### TASK BRIEF
Everything from the line containing "of the rectangular" to the final line of the records below should be given again exactly, and nothing else.

### RAW RECORDS
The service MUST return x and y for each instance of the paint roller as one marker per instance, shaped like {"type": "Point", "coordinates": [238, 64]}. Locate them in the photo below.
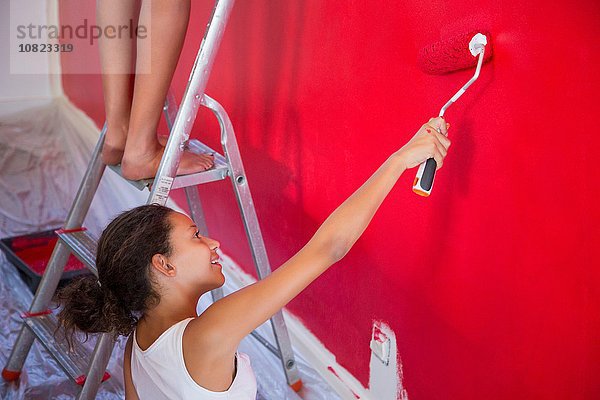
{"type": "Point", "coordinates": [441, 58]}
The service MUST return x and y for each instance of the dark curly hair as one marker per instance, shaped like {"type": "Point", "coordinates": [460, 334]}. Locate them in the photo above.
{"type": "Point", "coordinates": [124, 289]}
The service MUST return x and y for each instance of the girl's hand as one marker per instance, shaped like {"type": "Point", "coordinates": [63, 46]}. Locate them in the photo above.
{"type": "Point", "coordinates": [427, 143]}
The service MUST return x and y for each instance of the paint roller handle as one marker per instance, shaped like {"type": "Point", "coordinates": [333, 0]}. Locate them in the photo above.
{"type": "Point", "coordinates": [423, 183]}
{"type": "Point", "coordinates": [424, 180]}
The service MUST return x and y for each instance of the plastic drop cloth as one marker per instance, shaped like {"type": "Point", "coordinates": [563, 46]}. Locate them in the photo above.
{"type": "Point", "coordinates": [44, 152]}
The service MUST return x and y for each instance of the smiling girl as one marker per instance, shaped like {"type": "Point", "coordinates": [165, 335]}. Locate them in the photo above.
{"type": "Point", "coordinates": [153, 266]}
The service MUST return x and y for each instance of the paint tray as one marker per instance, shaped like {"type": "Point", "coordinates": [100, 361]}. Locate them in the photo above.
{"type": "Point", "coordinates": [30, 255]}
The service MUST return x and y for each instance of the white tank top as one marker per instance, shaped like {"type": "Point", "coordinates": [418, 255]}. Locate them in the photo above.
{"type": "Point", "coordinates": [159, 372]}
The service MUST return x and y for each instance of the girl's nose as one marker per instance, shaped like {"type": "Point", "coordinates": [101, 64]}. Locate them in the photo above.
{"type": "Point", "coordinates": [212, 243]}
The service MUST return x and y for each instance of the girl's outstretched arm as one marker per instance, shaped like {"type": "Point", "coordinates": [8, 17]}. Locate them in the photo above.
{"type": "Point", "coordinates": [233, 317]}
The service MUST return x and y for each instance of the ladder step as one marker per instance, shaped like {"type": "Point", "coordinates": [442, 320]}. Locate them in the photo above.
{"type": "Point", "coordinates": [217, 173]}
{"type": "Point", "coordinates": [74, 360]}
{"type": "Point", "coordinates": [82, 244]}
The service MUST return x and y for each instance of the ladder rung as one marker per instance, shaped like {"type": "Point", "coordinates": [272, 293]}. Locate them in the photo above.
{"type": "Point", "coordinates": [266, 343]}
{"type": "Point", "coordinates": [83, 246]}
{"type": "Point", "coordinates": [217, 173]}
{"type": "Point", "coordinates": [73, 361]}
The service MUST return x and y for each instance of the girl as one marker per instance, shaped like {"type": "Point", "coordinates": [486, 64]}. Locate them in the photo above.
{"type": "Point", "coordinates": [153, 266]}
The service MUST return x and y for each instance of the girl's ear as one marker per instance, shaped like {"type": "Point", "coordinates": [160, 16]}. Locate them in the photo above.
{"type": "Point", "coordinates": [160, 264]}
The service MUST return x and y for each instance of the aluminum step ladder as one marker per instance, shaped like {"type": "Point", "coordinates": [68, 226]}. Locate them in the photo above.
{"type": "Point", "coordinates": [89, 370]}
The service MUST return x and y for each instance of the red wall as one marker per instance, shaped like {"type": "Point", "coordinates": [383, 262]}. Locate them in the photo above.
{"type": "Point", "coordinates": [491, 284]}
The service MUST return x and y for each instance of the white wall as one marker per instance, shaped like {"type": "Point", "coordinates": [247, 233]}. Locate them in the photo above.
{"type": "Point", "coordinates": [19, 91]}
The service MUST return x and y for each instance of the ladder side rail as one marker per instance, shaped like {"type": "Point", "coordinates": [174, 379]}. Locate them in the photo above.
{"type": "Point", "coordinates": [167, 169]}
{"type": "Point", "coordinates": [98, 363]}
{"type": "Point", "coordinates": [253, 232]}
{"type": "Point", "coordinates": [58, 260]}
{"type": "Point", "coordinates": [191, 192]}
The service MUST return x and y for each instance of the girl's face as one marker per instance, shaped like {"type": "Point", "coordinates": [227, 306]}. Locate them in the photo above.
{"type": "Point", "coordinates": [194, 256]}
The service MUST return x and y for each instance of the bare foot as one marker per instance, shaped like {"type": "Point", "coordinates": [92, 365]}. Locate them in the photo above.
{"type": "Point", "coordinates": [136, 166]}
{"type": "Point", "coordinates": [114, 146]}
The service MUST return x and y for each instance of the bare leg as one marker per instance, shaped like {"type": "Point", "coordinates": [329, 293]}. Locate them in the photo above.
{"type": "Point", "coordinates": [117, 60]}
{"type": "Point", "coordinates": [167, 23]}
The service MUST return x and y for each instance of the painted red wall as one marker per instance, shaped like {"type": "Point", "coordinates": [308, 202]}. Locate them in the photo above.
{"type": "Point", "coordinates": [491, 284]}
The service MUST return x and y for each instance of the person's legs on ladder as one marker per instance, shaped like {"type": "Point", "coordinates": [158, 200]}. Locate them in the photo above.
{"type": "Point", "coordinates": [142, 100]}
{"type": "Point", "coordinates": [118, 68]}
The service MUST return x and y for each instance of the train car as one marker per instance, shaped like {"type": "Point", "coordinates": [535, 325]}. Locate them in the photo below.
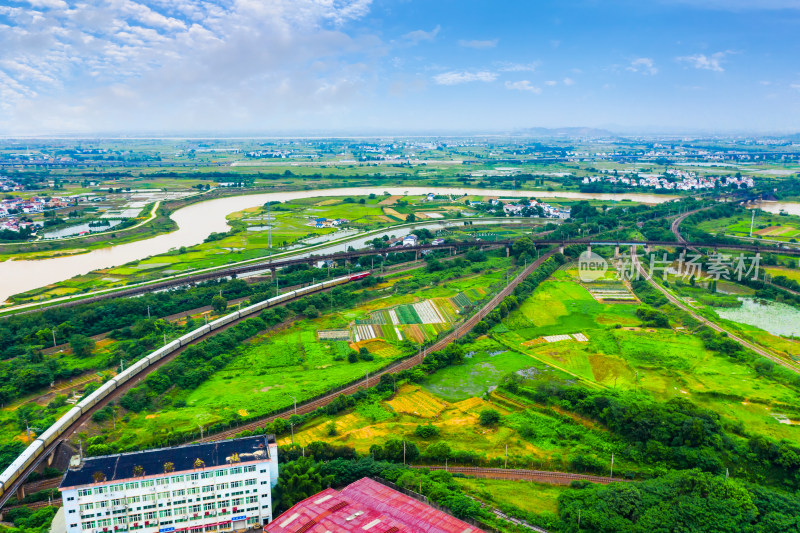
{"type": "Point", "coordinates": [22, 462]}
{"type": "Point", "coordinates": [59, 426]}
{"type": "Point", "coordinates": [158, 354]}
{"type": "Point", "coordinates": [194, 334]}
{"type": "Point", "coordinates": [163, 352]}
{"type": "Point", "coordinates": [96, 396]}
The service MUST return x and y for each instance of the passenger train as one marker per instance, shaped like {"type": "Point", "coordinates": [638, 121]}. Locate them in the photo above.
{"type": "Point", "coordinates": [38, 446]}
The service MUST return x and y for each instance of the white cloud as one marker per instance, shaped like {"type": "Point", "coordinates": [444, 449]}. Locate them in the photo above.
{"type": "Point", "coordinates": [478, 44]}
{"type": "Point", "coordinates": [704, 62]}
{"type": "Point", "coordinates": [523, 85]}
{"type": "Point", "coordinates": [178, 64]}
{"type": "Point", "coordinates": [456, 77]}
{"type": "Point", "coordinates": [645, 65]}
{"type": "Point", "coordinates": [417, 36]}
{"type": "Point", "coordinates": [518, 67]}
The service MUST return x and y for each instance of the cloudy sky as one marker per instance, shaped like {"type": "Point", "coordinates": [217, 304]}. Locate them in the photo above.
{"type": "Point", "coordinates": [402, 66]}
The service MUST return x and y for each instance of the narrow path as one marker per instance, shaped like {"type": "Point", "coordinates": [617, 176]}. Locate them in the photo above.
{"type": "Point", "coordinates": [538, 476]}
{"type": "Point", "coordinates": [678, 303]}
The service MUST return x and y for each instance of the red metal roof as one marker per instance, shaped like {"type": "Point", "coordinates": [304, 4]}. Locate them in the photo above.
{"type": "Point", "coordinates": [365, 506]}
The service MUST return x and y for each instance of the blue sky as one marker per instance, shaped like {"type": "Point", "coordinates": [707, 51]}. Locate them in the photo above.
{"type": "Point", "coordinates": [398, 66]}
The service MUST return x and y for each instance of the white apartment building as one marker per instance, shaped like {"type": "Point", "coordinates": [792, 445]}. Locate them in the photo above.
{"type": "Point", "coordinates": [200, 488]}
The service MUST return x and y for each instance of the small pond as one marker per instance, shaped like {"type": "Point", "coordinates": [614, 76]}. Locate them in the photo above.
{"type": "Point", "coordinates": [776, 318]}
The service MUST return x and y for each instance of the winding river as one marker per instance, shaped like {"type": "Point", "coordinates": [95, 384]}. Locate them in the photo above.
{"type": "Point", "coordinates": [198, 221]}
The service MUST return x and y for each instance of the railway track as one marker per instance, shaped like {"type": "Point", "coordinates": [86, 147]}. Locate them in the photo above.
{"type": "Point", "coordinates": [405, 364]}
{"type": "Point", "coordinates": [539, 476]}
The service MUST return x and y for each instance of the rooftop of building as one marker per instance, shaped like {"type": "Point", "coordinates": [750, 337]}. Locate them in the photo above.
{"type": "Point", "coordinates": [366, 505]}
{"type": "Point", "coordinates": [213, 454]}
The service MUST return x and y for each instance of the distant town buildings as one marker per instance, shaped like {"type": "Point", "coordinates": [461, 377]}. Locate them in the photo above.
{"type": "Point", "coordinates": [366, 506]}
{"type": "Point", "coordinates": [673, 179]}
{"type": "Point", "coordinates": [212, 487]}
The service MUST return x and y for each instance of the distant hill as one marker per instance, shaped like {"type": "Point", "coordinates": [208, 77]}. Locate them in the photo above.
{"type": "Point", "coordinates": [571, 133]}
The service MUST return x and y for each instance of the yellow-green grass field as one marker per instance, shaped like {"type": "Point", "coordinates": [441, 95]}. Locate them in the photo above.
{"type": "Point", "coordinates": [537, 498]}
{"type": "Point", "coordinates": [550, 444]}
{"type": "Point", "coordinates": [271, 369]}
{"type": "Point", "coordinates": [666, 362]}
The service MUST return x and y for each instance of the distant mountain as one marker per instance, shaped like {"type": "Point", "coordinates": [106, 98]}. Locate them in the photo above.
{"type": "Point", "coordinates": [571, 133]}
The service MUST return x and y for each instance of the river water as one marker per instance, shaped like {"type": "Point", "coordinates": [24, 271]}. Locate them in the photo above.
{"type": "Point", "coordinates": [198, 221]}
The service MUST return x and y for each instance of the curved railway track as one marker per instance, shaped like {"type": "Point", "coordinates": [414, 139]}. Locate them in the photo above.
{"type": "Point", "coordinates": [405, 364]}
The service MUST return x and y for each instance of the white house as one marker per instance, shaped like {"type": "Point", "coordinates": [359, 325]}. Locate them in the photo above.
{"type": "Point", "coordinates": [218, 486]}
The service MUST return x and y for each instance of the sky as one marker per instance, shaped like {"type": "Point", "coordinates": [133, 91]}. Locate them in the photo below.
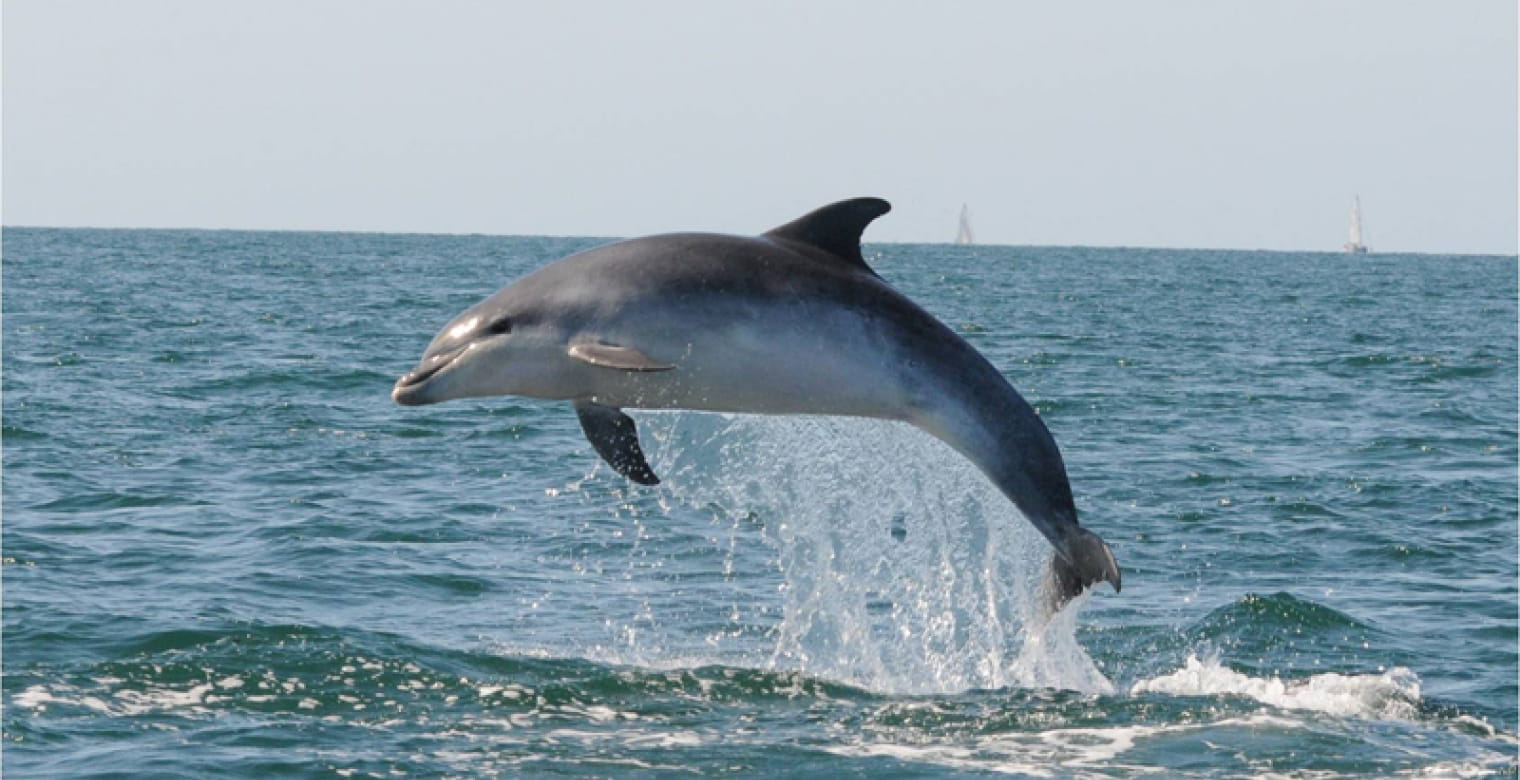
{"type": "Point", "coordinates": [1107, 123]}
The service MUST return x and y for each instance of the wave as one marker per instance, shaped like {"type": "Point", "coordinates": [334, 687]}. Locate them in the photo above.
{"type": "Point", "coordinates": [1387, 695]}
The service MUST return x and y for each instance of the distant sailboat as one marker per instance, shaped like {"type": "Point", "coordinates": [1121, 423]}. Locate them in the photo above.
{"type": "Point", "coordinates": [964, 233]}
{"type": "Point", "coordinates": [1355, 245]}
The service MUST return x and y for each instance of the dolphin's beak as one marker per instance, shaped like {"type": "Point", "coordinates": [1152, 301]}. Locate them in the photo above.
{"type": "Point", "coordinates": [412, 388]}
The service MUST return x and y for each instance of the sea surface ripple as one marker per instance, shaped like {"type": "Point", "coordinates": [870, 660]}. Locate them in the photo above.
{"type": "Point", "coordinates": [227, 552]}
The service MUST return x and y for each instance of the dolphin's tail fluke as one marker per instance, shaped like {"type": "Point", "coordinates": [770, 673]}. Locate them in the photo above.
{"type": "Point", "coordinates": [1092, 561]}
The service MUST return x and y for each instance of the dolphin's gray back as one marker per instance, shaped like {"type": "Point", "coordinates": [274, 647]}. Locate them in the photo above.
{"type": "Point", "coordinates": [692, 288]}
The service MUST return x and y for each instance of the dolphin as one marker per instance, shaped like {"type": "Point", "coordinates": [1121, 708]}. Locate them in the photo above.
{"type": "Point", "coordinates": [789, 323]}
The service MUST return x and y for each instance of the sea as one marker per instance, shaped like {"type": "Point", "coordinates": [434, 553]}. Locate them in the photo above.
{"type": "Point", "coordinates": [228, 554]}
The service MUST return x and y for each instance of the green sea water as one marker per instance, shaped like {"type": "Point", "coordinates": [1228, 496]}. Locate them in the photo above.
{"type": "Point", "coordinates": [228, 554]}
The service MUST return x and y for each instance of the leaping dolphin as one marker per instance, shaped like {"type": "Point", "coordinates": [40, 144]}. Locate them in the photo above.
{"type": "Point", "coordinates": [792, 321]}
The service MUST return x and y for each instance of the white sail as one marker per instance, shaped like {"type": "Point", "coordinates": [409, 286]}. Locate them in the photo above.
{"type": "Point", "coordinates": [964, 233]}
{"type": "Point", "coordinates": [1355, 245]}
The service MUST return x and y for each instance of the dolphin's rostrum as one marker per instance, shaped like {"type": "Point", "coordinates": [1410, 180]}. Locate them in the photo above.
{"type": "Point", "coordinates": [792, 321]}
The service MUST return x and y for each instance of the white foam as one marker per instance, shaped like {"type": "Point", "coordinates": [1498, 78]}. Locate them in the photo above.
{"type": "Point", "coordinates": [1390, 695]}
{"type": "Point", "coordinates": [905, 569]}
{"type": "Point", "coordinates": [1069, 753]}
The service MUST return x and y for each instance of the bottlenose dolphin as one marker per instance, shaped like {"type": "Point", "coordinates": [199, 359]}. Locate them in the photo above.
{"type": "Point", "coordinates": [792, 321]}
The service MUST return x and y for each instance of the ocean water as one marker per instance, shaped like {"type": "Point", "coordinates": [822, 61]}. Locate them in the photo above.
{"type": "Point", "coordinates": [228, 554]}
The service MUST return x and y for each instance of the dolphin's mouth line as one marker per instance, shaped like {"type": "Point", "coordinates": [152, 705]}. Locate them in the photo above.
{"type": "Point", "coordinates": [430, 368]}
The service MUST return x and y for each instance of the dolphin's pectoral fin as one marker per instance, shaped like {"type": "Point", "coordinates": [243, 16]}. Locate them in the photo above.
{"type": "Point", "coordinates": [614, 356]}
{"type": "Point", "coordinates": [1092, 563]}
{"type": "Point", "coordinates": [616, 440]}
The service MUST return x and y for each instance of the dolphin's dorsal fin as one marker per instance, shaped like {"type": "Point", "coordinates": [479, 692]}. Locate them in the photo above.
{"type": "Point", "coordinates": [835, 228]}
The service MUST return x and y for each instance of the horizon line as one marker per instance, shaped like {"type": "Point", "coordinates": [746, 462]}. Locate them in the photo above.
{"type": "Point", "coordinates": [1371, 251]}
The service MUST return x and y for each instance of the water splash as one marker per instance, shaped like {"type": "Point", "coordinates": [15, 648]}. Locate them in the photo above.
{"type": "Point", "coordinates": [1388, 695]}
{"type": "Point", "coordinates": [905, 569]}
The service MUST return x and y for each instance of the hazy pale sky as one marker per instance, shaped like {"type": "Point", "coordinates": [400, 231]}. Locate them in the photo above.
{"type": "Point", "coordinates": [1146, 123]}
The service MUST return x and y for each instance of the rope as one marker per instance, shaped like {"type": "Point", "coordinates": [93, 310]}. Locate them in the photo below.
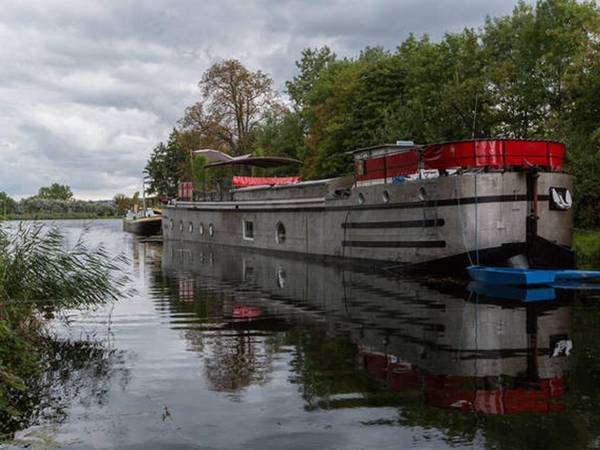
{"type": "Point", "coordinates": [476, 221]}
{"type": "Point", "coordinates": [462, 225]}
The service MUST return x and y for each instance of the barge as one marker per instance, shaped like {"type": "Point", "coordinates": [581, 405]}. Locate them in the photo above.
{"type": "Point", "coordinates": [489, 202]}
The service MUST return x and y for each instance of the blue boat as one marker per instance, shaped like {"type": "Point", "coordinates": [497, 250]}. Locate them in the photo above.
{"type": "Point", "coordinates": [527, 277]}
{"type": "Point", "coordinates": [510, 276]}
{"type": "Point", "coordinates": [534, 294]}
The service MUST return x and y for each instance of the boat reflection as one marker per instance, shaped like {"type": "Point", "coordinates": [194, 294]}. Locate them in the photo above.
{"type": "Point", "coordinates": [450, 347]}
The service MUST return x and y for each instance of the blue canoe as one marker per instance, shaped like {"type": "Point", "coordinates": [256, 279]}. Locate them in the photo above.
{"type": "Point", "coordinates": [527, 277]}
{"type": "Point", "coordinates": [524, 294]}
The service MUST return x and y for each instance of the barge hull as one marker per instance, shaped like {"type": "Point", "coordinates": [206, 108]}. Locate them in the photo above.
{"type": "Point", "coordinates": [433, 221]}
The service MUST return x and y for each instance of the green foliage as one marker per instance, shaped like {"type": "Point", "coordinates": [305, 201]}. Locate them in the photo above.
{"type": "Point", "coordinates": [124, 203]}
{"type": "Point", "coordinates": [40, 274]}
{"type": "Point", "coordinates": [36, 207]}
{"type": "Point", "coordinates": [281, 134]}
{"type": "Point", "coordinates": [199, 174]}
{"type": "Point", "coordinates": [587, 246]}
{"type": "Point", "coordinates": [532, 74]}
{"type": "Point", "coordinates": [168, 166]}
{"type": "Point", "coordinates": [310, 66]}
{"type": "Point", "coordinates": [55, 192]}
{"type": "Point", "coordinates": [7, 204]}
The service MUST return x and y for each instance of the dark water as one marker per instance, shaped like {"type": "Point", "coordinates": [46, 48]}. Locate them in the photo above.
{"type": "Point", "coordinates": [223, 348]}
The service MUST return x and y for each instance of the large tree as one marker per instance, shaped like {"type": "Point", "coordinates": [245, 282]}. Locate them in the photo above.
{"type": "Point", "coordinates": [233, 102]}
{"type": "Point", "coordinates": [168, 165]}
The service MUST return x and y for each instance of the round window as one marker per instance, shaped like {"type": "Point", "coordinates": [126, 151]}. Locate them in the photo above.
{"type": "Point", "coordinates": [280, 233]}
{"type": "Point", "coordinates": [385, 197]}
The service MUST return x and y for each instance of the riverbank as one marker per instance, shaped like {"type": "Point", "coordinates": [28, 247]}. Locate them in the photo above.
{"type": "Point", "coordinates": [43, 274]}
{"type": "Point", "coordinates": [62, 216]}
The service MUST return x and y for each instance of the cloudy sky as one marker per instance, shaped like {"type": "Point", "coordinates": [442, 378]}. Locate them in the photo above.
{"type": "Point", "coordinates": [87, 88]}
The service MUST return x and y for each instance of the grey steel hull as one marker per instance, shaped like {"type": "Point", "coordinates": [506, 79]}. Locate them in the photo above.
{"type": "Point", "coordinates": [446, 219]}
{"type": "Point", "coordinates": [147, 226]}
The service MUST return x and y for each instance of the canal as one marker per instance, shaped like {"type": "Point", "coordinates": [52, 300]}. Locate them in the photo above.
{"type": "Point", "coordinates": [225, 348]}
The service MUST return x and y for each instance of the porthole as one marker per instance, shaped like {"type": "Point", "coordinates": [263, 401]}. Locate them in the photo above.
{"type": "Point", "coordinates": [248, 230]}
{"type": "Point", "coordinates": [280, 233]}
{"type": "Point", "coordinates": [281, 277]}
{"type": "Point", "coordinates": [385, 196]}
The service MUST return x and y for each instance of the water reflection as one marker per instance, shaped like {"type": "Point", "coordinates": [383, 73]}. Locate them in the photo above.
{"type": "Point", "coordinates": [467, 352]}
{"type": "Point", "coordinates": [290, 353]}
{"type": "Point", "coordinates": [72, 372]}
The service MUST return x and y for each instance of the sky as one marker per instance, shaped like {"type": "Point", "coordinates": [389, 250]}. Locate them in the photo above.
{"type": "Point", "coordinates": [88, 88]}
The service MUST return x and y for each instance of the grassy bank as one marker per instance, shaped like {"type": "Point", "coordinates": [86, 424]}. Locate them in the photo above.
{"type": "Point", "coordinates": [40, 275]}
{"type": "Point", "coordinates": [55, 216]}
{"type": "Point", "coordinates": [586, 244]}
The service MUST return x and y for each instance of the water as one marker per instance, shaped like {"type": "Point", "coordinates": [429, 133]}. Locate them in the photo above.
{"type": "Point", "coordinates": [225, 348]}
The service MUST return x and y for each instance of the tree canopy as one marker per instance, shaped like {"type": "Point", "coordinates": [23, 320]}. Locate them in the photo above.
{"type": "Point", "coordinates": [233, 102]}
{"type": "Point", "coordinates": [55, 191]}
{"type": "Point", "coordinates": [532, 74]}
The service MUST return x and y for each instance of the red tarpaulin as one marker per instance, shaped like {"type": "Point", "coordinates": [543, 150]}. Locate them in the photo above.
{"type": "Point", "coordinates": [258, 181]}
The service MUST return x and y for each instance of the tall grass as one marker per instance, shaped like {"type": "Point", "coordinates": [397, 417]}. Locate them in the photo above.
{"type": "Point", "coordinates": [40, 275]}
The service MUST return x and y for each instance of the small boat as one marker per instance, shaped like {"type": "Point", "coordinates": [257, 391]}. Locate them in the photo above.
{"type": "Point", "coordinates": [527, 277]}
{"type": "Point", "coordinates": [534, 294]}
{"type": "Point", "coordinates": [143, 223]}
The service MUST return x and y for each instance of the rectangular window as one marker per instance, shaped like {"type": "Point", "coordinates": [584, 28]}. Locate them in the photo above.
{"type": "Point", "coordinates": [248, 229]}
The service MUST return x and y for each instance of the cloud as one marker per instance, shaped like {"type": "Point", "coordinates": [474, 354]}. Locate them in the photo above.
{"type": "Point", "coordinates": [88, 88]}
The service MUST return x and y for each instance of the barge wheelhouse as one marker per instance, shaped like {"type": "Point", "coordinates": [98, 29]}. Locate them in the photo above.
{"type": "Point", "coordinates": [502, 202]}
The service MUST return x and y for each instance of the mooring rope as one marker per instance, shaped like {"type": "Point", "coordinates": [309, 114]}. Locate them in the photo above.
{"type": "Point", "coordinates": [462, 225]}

### TASK OUTPUT
The service MUST return x and y for each instance of the rectangular window as one marker per instance, shaped like {"type": "Point", "coordinates": [584, 28]}. Locate them in the photo above.
{"type": "Point", "coordinates": [248, 229]}
The service MUST return x and y for each instance of the cloud as one marker per instance, shaped like {"type": "Point", "coordinates": [474, 354]}. Locate them in the photo above.
{"type": "Point", "coordinates": [88, 88]}
The service MUST return x and y for each instance of the barge wheelhouse as one marker per instance, shaped like {"type": "Point", "coordinates": [98, 29]}. Locate them in the photo above.
{"type": "Point", "coordinates": [502, 202]}
The service MUST return x and y for each instance of the mooring rope as one marker per instance, shaped like {"type": "Point", "coordinates": [309, 114]}. Locate them in the photo above.
{"type": "Point", "coordinates": [462, 225]}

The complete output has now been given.